When thinking of the London School of Economics and Social Sciences, one usually does not think of dance! However, on February 12th, as part of the  Space for Thought Literary Festival LSE hosted renowned dance scholar Prof. Helen Thomas and innovative choreographer Jasmin Vardimon for a discussion about the intersections between dance and text.

First, the question of writing about dance was explored; Prof. Thomas illuminated the difficulties concerning moving dance from a three dimensional activity to a two dimension medium; Vardimon noted that for her in many ways dance is untranslatable thus she wishes writers would focus on the essence of the work rather than using descriptive language. Then Jasmin talked about a text she finds inspirational, Susan Sontag’s Illness as Metaphor, and showed its correspondence to her work, Lullaby. The question of notation was then raised, and Thomas claimed she doesn’t see it as a key tool in the world of dance. Vardimon stressed the importance of individuality and personality in dancers she works with, and the fact that notation tends to force conformism rather than enable creativity in movement and to encourage personal interpretations.

Bringing the discussion to an end, the question of new technologies and their merit in this dialogue between dance and text was discussed. Prof. Thomas claimed that she doesn’t see a deep potential in dance blogs, youtube etc. to take over the textual- choreographic relationship with all its difficulties. Although this may democratize dance, it does not, to Thomas’ mind, take the place of live interaction between performer and audience. Varidmon agreed but added that she tries to explore how new technologies can be another creative element; for instance in the segment shown from Lullaby scanning and imaging (through medical technologies) functions as another spectator, able to unravel the dancer’s body, and make it visible to a different gaze.

DATASET ENTRIES:

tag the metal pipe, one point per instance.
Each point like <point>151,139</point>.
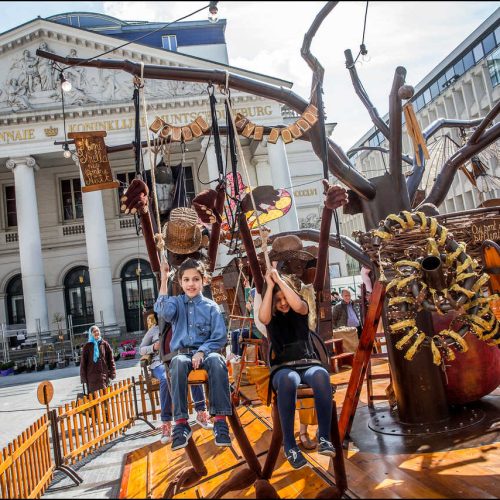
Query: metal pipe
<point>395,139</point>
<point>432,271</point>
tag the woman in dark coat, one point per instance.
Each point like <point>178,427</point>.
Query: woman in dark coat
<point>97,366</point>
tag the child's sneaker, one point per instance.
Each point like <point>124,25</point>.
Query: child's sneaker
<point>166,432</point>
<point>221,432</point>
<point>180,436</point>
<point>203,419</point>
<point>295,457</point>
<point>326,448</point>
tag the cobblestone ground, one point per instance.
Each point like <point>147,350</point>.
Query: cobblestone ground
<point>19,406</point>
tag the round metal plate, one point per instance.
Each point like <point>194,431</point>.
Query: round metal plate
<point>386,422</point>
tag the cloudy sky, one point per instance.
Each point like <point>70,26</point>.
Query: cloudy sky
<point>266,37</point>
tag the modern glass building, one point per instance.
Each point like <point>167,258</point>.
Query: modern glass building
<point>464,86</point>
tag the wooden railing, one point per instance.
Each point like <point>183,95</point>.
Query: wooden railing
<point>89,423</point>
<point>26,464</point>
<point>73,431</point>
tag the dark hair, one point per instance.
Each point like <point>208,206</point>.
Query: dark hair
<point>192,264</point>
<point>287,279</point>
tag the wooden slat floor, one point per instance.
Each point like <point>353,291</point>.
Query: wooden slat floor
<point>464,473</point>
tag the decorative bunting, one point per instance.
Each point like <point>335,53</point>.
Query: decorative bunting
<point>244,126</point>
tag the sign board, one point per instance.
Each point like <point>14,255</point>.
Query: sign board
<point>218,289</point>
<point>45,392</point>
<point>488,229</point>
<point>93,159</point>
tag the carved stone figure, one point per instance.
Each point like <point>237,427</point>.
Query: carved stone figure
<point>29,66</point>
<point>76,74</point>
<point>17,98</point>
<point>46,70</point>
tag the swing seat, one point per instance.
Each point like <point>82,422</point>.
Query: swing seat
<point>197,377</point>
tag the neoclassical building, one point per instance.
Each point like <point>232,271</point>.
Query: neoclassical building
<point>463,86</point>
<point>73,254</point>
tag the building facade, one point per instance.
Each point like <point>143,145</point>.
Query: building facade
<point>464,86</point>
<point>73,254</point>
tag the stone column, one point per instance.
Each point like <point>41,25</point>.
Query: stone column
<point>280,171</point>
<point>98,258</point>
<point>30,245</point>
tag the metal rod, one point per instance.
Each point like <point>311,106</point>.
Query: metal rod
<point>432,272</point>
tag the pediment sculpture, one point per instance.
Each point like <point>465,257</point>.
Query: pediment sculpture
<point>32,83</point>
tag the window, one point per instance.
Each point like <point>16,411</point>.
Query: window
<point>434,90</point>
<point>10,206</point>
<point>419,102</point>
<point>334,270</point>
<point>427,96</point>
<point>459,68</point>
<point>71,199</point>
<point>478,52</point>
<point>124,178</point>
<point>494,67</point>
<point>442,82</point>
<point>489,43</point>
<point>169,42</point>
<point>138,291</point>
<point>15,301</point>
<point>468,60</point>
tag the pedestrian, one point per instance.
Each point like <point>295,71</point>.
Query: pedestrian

---

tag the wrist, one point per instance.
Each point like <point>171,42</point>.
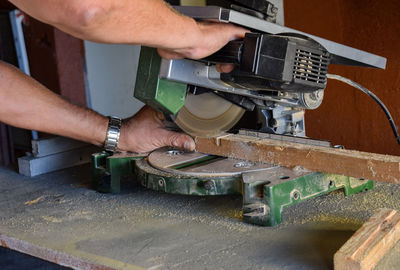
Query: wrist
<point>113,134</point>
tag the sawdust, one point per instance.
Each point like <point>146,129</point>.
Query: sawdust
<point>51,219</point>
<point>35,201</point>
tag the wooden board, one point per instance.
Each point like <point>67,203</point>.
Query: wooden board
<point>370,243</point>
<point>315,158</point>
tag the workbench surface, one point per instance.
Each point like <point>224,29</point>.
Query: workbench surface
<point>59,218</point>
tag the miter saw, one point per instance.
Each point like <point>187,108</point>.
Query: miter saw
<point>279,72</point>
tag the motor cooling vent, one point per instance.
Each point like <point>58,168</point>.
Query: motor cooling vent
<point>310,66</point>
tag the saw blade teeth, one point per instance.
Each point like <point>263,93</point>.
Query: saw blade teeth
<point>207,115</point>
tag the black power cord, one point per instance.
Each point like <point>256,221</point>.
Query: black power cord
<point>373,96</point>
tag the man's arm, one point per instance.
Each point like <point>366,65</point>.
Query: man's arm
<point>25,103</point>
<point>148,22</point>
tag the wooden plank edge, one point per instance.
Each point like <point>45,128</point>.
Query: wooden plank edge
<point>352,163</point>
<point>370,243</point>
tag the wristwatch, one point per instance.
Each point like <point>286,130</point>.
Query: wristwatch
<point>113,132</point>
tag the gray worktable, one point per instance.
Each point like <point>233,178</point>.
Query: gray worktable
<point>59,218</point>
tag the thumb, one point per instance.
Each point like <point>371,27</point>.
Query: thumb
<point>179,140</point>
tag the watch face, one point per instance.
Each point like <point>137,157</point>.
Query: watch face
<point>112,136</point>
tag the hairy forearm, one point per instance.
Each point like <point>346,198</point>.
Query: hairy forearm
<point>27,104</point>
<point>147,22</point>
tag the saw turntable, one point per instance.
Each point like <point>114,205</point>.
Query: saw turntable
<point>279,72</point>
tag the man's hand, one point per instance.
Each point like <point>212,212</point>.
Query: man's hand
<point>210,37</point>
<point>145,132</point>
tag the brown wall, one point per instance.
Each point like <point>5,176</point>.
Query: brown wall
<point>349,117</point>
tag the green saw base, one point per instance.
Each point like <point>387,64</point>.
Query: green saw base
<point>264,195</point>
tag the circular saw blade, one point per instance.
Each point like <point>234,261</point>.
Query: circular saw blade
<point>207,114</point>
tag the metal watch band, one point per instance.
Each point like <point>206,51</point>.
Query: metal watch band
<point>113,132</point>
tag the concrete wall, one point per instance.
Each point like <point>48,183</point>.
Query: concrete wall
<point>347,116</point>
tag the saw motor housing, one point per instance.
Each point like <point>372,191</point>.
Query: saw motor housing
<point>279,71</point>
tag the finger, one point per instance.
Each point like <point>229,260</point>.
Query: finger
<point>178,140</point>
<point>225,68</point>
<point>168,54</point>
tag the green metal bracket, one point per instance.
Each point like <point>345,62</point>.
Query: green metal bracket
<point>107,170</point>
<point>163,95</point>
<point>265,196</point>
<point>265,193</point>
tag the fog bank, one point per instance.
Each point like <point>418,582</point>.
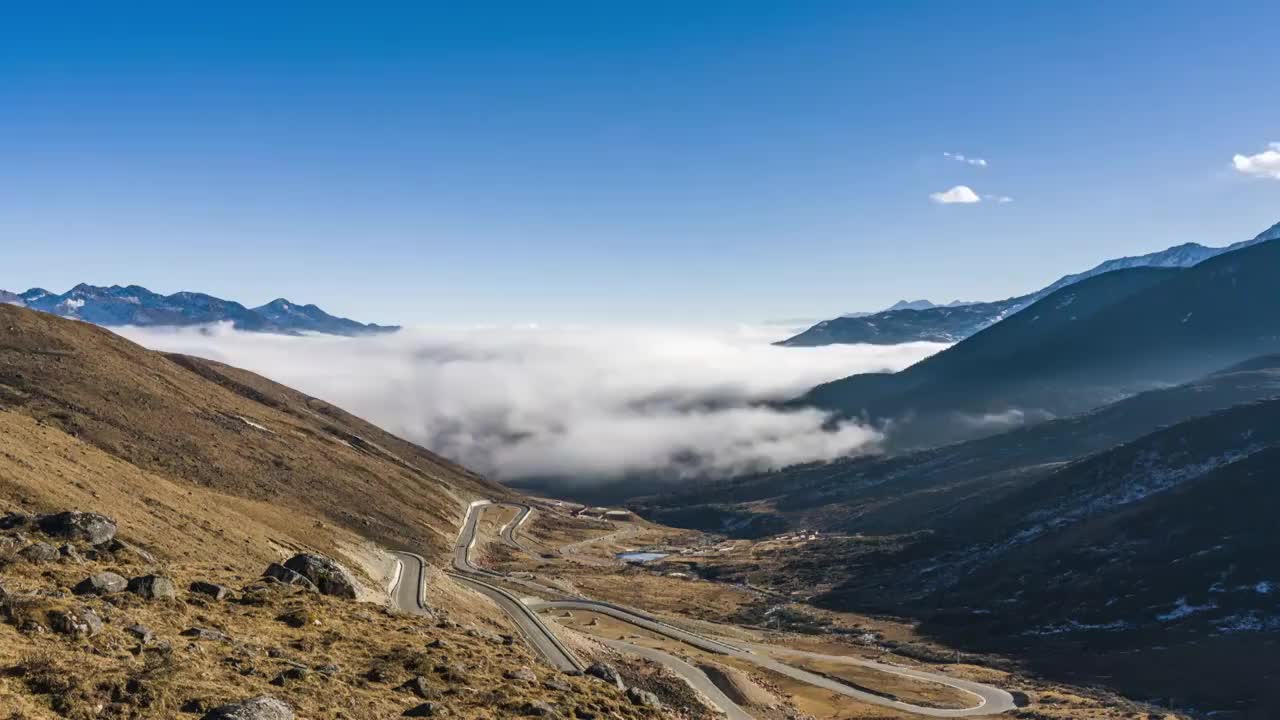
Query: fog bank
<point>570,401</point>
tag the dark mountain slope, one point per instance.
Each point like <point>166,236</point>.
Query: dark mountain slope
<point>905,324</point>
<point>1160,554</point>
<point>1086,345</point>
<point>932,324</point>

...

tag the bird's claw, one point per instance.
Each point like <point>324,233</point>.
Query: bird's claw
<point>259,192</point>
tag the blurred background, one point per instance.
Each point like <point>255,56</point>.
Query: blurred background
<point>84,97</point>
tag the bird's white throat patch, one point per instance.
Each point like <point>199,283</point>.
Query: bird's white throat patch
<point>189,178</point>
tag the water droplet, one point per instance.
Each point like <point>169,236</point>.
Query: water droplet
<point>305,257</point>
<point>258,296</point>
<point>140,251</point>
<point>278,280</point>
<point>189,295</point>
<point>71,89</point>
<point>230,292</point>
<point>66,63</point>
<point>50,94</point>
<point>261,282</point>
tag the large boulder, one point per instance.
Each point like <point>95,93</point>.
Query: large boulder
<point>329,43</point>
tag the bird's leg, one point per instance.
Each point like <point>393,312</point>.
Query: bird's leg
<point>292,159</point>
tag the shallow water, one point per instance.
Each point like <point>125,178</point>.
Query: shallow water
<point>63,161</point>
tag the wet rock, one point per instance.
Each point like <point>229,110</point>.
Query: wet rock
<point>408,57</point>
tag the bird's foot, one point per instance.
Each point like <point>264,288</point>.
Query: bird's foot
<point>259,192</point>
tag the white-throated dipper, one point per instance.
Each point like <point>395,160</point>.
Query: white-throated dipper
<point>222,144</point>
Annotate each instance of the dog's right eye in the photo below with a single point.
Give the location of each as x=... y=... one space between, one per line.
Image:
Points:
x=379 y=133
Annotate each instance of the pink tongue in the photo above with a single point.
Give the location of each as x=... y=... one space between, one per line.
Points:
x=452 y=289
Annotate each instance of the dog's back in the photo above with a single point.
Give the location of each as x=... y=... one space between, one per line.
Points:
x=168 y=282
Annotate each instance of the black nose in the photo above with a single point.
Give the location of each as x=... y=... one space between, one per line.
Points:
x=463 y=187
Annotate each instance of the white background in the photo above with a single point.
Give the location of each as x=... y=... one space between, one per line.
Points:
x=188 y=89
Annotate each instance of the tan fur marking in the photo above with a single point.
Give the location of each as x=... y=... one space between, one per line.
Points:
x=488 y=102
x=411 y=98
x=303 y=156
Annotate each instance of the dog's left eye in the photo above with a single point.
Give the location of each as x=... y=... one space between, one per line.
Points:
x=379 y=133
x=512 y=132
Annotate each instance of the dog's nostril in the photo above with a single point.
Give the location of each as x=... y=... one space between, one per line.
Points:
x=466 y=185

BRIEF 1:
From the report on the LSE dance discussion, quote the stretch from "When thinking of" through "dance and text.".
BRIEF 2:
Translate this sentence from the report on the LSE dance discussion into Spanish: "The question of notation was then raised, and Thomas claimed she doesn't see it as a key tool in the world of dance."
BRIEF 3:
Answer these questions using the report on the LSE dance discussion:
(a) On what date did LSE host the discussion?
(b) Which text does Vardimon find inspirational?
(c) In the segment shown from Lullaby, what functions as another spectator?

TASK RESULT 1:
When thinking of the London School of Economics and Social Sciences, one usually does not think of dance! However, on February 12th, as part of the  Space for Thought Literary Festival LSE hosted renowned dance scholar Prof. Helen Thomas and innovative choreographer Jasmin Vardimon for a discussion about the intersections between dance and text.

TASK RESULT 2:
Luego se planteó la cuestión de la notación, y Thomas afirmó que no la considera una herramienta clave en el mundo de la danza.

TASK RESULT 3:
(a) February 12th
(b) Susan Sontag's Illness as Metaphor
(c) Scanning and imaging (through medical technologies)